#### EXCERPT TO READ

A Rose Is A Rose Is A Rose Is A Rose

 

 

 

I flew out to California in the middle of my writing an essay on small towns in Louisiana to go see my great aunt before she passed. She was ninety-one when she died, and no one ever expected for her to pass the way that she did. (I have learned that using the word passed is much more gentle than the word died.) So I feel as though I must talk about this now and her relationship to her town and city.

 

My great-grandparents immigrated from Castelvetrano, Sicily, Italy and came to New York City, through Ellis Island with my great aunt Anna in the 1920s. They then had another four children in New York, one being my great aunt Rosie. My aunt Rosie lived in Brooklyn, worked for CBS and as a bank teller, and then moved out to Santa Maria, California. It’s seventy miles north of Santa Barbara, but Santa Maria is the oasis for people who live in the more rural parts of central California. She lived there from the mid 1980s until this year. My aunt Janey and uncle Billy lived across the street from her.

########
#### PROVIDED DATA

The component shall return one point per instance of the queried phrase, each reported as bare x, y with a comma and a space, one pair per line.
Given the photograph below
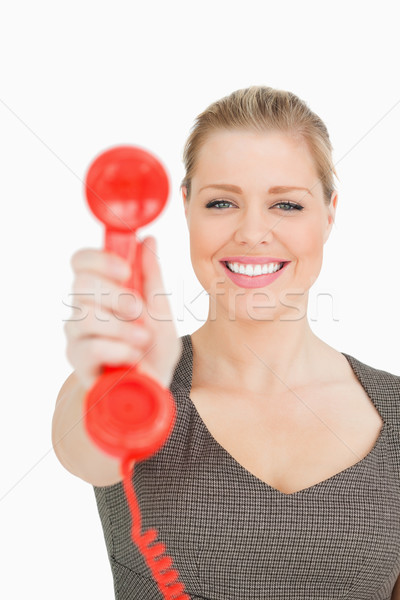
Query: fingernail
121, 270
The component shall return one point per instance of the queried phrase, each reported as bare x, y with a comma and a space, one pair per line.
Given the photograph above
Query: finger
104, 263
106, 325
89, 356
90, 291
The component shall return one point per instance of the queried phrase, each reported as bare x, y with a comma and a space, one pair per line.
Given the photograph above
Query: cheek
307, 242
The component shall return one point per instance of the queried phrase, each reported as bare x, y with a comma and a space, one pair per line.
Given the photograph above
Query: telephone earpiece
128, 414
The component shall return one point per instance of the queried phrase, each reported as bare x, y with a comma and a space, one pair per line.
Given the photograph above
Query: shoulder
382, 386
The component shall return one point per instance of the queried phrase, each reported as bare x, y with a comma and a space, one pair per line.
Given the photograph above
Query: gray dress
234, 537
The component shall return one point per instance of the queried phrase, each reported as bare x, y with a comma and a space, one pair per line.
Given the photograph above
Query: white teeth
252, 270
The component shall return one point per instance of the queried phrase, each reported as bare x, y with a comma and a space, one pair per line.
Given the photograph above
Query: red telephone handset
128, 414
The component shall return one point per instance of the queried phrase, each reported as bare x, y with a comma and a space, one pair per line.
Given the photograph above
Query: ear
184, 198
331, 214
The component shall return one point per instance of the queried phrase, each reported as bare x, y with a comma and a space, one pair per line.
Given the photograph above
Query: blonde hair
261, 109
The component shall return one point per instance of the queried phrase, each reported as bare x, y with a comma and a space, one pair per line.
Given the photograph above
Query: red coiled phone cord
155, 555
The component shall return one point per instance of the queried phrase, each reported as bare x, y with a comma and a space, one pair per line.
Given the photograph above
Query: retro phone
128, 414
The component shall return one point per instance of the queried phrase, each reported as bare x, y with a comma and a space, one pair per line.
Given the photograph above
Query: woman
281, 477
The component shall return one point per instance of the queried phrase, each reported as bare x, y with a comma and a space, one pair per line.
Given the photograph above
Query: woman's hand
113, 325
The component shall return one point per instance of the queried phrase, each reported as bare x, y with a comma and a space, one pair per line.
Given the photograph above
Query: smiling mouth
254, 270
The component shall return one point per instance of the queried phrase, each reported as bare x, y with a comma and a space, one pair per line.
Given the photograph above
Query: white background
79, 77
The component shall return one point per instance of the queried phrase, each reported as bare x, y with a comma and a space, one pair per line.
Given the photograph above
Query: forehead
270, 156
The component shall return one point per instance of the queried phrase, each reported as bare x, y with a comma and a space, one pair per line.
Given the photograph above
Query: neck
256, 355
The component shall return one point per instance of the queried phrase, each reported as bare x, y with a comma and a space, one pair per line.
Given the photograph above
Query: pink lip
257, 280
252, 260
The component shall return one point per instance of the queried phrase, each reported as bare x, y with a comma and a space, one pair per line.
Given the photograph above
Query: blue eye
216, 202
290, 205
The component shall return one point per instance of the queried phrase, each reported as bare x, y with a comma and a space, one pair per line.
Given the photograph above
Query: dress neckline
357, 367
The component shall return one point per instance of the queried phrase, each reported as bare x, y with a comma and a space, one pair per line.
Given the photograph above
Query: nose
255, 226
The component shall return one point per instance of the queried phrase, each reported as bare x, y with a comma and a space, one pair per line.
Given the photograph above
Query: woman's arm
396, 590
72, 445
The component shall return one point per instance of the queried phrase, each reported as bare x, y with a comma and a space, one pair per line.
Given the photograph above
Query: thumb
154, 294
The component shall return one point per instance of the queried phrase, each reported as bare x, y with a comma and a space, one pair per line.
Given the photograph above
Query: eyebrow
277, 189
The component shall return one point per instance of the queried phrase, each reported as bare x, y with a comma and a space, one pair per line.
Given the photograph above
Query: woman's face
237, 211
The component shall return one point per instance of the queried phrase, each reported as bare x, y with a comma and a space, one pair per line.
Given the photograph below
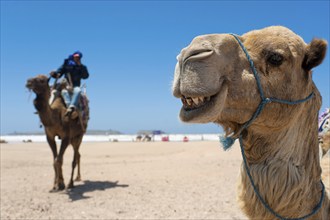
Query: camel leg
52, 144
59, 163
78, 178
76, 160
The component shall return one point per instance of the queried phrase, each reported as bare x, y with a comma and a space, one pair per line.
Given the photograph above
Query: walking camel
70, 129
259, 88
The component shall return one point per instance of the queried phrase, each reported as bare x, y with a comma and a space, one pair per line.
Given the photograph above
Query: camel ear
315, 53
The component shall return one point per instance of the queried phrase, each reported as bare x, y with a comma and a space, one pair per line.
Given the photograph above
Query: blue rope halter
227, 142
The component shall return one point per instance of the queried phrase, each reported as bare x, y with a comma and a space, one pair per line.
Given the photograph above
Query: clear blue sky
130, 50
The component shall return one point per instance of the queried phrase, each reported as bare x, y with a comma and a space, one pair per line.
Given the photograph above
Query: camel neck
285, 167
43, 108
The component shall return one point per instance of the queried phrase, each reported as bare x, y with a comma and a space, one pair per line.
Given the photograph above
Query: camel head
214, 80
38, 84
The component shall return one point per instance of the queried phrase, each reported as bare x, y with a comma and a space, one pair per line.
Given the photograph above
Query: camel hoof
58, 188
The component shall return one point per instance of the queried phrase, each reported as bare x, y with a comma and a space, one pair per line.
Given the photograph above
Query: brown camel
216, 83
69, 129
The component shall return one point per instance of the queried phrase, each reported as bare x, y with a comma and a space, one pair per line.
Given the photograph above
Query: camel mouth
203, 108
194, 103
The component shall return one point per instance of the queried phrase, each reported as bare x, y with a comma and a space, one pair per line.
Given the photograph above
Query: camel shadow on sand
77, 193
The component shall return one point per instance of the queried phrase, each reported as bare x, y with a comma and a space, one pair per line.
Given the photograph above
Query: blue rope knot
267, 100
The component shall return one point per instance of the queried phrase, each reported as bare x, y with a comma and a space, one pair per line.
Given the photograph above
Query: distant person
74, 71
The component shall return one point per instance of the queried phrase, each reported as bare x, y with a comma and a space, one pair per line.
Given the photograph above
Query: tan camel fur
53, 118
214, 80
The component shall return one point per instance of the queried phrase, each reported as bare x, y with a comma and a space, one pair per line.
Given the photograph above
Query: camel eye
275, 59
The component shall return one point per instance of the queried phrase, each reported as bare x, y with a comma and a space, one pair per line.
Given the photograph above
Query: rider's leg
53, 95
75, 97
66, 97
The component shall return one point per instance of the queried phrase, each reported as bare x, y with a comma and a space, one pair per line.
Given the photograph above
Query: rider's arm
84, 72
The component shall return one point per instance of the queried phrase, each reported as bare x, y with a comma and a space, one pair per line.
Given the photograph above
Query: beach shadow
77, 193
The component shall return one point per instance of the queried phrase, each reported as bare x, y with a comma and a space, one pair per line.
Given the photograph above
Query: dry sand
155, 180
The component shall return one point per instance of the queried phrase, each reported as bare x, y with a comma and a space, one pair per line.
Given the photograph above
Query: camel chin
203, 109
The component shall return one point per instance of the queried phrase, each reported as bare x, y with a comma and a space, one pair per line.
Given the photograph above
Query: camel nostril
199, 54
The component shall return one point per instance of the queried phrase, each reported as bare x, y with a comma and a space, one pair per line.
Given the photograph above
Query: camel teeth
196, 100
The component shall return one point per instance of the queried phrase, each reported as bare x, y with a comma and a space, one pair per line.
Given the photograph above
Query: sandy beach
123, 180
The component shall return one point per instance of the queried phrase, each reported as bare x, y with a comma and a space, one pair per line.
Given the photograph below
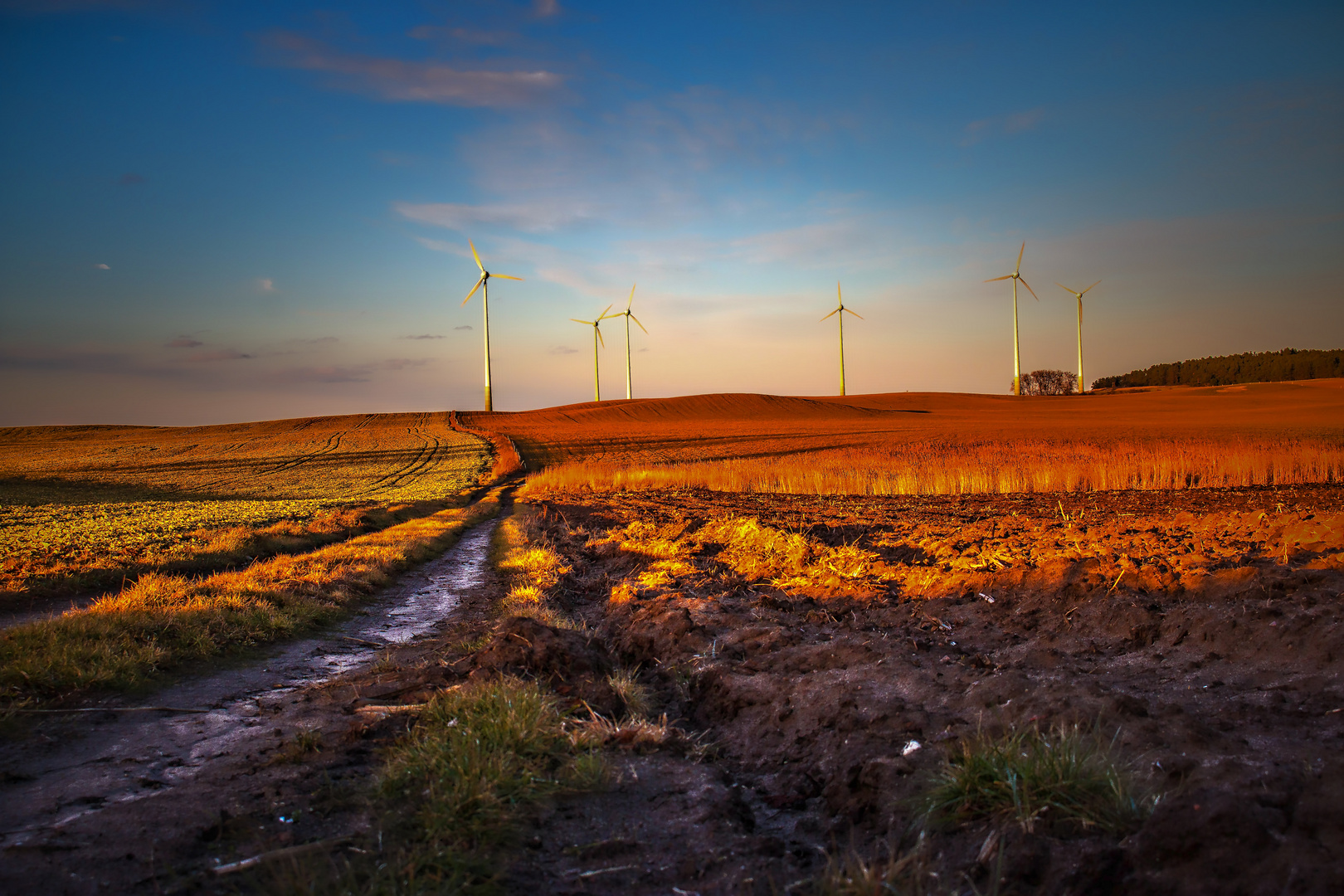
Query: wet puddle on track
128, 757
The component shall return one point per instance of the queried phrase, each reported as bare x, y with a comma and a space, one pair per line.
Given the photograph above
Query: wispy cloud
219, 355
528, 218
446, 34
1011, 124
346, 373
410, 80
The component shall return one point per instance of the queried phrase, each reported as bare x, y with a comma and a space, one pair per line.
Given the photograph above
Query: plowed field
941, 444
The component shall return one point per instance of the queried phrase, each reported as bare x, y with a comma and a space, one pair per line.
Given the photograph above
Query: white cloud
407, 80
530, 218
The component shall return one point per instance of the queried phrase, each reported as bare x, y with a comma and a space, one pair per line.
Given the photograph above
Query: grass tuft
636, 698
479, 754
1069, 778
852, 874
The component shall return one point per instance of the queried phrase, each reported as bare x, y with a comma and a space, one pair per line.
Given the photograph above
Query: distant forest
1249, 367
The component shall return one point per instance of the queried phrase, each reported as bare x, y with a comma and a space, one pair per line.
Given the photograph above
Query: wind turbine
1079, 296
628, 316
485, 282
1016, 353
840, 312
597, 334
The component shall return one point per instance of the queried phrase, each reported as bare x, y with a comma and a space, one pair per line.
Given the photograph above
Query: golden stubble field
760, 644
941, 444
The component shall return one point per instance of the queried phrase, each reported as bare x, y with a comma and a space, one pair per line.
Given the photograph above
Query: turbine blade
474, 289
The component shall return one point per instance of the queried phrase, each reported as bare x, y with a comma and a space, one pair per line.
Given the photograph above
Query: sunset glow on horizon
219, 212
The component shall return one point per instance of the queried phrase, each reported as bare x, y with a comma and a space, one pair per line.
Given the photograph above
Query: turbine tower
597, 334
1016, 353
485, 306
840, 312
629, 316
1079, 296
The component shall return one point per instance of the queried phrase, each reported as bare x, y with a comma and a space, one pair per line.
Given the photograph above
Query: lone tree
1049, 383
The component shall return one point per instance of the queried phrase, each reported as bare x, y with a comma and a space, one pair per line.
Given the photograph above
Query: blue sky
225, 212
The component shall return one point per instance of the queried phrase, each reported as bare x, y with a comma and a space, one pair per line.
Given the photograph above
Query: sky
253, 210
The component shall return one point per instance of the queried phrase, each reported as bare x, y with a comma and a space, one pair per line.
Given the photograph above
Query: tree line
1248, 367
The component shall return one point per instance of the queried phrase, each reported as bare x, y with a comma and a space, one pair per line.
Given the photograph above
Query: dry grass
71, 543
368, 457
996, 553
984, 468
453, 789
850, 874
86, 507
531, 566
164, 621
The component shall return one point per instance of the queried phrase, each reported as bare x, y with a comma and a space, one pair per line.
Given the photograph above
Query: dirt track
1226, 698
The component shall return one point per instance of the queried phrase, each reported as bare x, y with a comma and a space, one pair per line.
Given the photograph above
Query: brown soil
698, 427
1222, 684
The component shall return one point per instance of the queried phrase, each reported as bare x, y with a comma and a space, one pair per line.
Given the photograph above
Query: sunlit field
163, 621
932, 468
81, 508
912, 444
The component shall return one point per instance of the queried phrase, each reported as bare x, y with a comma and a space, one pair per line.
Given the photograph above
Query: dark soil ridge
1229, 703
1229, 699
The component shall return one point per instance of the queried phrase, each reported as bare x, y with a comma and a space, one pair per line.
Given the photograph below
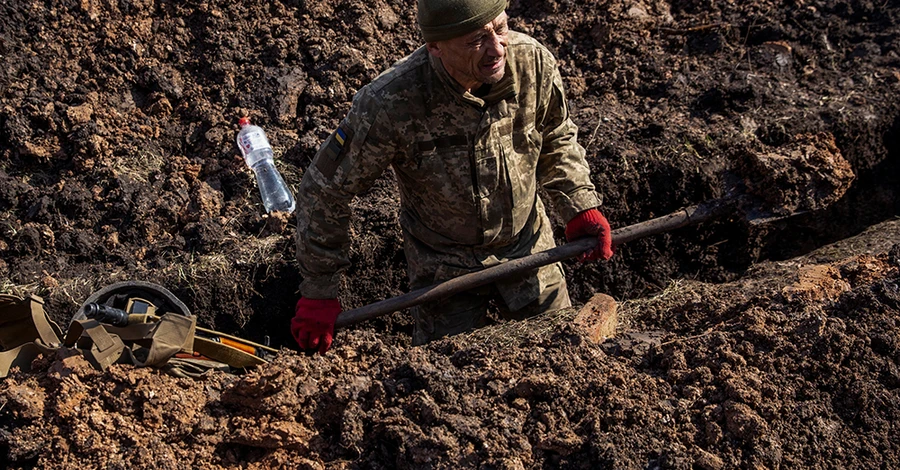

########

### TASK INSTRUCTIONS
From the essay about the writer's great aunt above, list each relative the writer refers to by name, along with the family relationship the essay gives for that person.

### COMPLETE OUTPUT
- Anna: great aunt
- Rosie: great aunt
- Janey: aunt
- Billy: uncle